◆ **Given instruction**: Display each row below that contains the word "rocky", reproducing every such line in full.

◆ **Input records**:
★ ★ ★

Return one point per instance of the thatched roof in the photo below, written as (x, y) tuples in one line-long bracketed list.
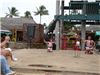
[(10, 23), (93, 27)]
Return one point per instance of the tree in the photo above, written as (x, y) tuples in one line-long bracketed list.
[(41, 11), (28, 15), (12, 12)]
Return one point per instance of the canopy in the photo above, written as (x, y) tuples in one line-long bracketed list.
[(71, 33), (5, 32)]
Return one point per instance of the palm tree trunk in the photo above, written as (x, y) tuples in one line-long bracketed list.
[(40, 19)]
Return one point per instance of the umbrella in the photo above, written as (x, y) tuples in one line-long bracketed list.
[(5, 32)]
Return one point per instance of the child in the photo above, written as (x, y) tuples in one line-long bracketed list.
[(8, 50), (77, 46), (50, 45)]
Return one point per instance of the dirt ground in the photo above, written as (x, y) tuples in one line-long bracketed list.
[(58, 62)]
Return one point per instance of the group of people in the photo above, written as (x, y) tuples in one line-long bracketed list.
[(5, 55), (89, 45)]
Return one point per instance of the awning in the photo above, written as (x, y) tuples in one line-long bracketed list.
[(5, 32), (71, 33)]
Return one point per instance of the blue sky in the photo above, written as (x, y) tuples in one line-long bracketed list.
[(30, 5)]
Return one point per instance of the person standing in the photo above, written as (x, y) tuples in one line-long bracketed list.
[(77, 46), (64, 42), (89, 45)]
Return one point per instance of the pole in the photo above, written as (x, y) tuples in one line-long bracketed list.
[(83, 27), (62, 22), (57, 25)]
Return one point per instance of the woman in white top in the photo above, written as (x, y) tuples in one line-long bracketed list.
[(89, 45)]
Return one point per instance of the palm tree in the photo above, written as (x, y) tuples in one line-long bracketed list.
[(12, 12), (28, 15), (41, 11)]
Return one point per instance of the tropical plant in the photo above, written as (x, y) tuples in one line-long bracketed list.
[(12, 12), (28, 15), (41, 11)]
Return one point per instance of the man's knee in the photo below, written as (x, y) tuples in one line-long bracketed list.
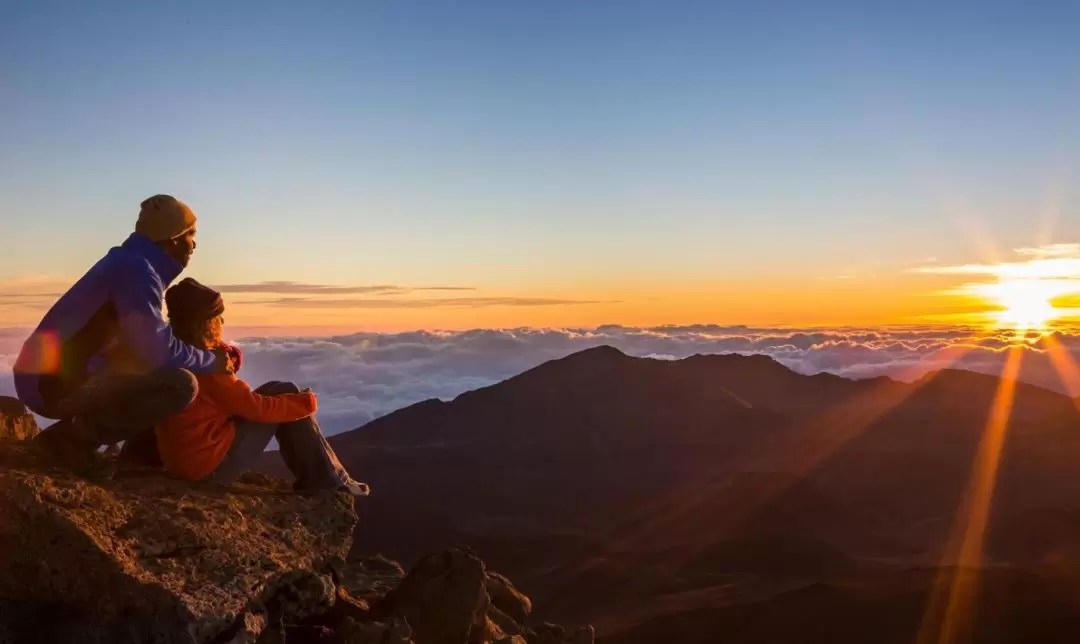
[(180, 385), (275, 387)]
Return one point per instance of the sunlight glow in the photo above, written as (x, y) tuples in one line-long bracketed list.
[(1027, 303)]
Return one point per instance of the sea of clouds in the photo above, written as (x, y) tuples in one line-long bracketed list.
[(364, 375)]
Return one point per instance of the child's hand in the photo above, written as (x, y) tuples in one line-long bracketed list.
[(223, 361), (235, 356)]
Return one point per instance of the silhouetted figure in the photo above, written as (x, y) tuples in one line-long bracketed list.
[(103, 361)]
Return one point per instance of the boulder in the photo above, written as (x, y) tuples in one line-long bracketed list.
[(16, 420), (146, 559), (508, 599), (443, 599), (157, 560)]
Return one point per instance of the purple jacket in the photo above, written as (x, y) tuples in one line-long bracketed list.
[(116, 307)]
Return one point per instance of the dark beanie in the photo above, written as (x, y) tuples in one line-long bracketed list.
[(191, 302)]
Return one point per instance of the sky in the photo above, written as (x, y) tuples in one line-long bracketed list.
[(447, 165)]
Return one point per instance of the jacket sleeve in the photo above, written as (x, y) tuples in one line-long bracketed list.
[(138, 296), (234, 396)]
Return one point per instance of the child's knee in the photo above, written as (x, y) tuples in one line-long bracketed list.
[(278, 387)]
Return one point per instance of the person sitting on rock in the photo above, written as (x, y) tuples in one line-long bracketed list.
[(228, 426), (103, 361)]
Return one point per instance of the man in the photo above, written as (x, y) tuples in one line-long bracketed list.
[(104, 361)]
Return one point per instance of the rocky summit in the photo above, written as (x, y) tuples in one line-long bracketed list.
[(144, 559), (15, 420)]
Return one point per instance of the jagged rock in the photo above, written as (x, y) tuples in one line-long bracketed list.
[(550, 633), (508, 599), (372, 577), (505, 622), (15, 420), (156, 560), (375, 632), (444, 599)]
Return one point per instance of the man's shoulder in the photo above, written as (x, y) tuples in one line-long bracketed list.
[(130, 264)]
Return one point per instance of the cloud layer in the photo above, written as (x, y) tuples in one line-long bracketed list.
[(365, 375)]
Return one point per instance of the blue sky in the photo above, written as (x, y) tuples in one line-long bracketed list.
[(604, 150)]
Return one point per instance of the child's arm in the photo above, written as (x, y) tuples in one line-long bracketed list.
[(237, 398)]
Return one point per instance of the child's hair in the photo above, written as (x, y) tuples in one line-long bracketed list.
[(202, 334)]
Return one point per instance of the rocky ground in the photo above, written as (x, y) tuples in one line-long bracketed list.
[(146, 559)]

★ ★ ★

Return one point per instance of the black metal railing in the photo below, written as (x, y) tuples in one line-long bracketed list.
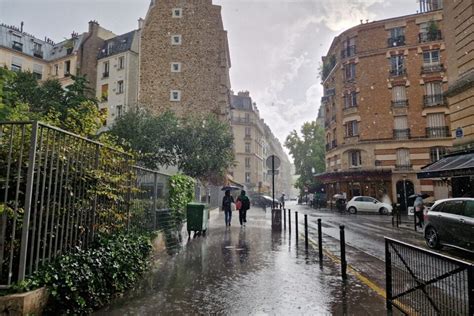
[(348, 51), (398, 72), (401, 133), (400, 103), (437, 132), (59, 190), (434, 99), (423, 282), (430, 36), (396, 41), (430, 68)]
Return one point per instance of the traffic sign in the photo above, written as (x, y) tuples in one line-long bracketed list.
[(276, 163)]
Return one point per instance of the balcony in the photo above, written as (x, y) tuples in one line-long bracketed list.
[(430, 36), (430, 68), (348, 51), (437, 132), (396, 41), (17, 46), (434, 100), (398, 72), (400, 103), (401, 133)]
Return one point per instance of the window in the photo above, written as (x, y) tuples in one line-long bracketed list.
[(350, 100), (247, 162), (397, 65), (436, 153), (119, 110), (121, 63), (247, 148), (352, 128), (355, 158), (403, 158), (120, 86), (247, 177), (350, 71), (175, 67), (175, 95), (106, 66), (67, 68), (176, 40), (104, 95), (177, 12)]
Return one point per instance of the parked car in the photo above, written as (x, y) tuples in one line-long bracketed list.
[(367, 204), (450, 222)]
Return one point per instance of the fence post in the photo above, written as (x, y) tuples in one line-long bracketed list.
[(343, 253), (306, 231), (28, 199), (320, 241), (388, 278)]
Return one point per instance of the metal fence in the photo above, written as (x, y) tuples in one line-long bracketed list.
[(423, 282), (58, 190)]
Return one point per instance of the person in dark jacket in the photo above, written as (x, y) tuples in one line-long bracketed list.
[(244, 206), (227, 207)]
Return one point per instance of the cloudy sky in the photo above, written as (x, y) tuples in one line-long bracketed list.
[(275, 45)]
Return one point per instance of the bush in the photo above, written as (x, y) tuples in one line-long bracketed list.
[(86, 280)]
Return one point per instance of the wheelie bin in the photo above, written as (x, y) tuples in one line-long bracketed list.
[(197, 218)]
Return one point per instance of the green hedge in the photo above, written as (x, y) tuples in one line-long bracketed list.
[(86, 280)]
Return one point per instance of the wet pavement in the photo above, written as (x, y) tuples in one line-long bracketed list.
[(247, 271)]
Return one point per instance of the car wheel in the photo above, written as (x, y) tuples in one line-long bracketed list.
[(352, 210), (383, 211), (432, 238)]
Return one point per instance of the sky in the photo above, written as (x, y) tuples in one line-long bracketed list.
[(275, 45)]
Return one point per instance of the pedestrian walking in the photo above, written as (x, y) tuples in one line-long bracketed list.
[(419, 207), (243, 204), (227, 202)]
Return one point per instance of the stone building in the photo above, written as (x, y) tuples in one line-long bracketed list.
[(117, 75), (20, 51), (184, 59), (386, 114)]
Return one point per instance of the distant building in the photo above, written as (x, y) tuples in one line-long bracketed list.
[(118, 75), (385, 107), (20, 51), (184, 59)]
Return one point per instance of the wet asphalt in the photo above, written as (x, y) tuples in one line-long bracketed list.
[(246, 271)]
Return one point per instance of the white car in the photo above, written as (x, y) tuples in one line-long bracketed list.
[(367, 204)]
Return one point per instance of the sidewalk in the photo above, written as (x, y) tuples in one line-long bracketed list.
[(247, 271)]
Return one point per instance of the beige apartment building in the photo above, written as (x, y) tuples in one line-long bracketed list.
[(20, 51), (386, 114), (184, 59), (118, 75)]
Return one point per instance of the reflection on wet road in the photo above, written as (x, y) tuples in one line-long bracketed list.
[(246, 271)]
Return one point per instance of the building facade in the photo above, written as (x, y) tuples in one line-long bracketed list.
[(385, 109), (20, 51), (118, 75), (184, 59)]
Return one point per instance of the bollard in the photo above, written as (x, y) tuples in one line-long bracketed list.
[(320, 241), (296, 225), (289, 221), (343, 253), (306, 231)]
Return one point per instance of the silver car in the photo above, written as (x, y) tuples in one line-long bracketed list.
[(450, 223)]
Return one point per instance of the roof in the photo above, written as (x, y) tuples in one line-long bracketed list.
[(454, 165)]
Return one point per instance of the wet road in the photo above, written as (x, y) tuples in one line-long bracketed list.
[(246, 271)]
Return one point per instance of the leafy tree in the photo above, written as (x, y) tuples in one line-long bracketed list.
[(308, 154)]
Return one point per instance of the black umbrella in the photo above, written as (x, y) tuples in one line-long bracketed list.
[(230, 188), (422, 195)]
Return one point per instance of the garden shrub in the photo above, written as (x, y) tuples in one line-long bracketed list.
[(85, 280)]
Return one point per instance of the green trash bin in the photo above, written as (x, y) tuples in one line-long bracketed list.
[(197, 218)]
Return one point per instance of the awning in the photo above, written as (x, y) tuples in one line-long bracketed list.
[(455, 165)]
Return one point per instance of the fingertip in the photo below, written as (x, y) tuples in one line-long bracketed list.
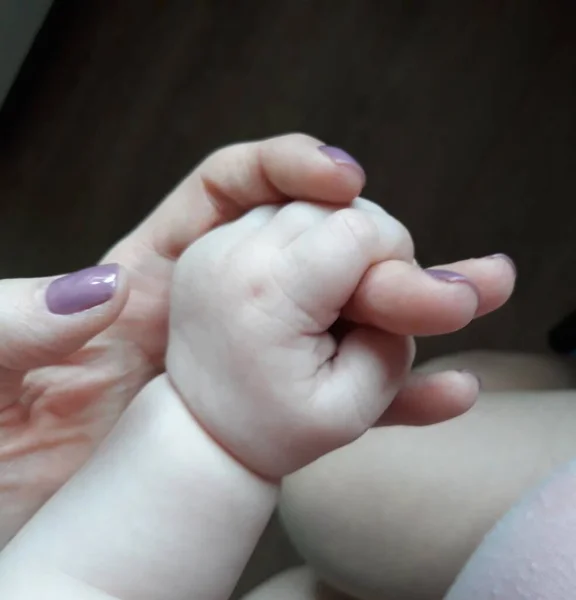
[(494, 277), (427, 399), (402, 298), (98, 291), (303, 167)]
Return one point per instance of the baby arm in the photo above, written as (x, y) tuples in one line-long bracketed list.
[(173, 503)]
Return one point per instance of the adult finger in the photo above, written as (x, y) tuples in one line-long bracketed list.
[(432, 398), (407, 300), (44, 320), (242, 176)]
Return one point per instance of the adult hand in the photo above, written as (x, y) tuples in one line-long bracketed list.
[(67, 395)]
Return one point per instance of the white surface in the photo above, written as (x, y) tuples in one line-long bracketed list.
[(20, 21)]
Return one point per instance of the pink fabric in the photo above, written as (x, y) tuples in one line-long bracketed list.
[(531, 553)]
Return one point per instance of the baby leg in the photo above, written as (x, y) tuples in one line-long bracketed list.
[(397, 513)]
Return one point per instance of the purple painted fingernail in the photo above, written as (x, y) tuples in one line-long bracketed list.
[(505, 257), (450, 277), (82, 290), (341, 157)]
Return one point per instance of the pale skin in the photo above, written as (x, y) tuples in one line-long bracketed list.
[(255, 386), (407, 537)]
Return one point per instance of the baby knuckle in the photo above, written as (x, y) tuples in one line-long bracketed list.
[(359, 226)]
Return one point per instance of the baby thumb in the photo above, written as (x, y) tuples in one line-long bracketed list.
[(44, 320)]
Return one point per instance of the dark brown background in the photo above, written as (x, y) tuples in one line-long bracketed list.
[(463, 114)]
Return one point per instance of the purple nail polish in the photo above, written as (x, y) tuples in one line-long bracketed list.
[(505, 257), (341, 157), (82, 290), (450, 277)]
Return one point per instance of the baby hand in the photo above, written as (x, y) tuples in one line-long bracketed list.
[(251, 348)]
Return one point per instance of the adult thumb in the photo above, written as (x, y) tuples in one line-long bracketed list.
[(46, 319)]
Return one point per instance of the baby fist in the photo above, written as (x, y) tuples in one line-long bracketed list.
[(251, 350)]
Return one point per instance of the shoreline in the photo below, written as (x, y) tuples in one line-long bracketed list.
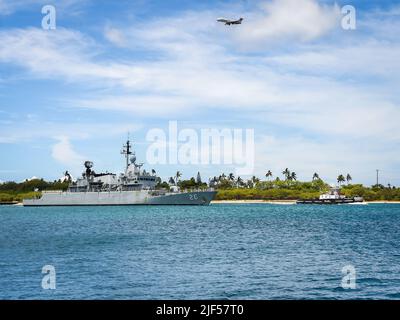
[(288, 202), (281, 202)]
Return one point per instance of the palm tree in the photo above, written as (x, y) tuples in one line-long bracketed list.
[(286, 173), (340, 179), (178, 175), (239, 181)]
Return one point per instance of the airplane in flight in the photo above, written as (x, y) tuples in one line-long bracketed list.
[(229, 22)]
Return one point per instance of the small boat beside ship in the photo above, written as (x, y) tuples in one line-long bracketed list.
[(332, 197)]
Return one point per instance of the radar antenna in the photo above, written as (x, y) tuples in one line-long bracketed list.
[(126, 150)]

★ ★ ★

◆ **The reply**:
Return one point per instance of the rocky summit in the photo above, written as (x, y) tuples in one line-long bracketed list.
Return one point per instance of the rocky ground in the photo above, written as (x, y) tuples in one line-long bracketed list.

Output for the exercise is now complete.